◆ **Exercise instructions**
Return, from the listing that follows, each line containing the word "grey".

◆ **Extracted material**
◇ ◇ ◇ ◇ ◇
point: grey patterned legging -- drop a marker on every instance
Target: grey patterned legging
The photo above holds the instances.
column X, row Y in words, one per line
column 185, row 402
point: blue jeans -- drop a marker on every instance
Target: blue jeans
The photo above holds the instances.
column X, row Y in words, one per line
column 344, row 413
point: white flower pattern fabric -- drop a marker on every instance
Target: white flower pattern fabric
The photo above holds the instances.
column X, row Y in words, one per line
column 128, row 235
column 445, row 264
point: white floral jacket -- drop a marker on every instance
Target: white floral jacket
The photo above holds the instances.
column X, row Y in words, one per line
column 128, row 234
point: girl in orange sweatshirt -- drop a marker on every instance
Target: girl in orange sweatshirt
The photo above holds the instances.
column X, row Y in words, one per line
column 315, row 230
◇ ◇ ◇ ◇ ◇
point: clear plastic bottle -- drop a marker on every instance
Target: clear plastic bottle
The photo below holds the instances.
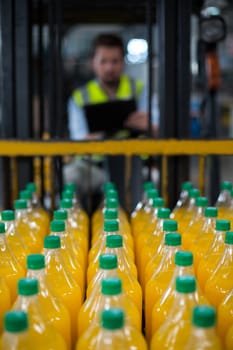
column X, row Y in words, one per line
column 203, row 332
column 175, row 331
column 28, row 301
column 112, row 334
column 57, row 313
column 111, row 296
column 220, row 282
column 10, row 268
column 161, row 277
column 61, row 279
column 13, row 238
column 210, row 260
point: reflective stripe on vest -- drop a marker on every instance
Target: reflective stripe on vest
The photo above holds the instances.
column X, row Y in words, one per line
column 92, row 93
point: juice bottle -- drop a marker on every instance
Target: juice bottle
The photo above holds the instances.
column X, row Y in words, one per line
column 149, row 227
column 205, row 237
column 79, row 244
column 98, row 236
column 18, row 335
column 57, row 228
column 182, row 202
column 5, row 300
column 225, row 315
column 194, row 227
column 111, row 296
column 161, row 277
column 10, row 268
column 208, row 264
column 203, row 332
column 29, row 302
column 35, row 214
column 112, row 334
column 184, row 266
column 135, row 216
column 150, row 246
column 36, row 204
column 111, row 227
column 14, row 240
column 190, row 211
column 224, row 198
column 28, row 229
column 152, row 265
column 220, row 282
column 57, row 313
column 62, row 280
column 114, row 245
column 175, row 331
◇ ◇ ◇ ◇ ◇
◆ **Task solution**
point: grey patterned legging -- drop a marker on every instance
Target: grey patterned legging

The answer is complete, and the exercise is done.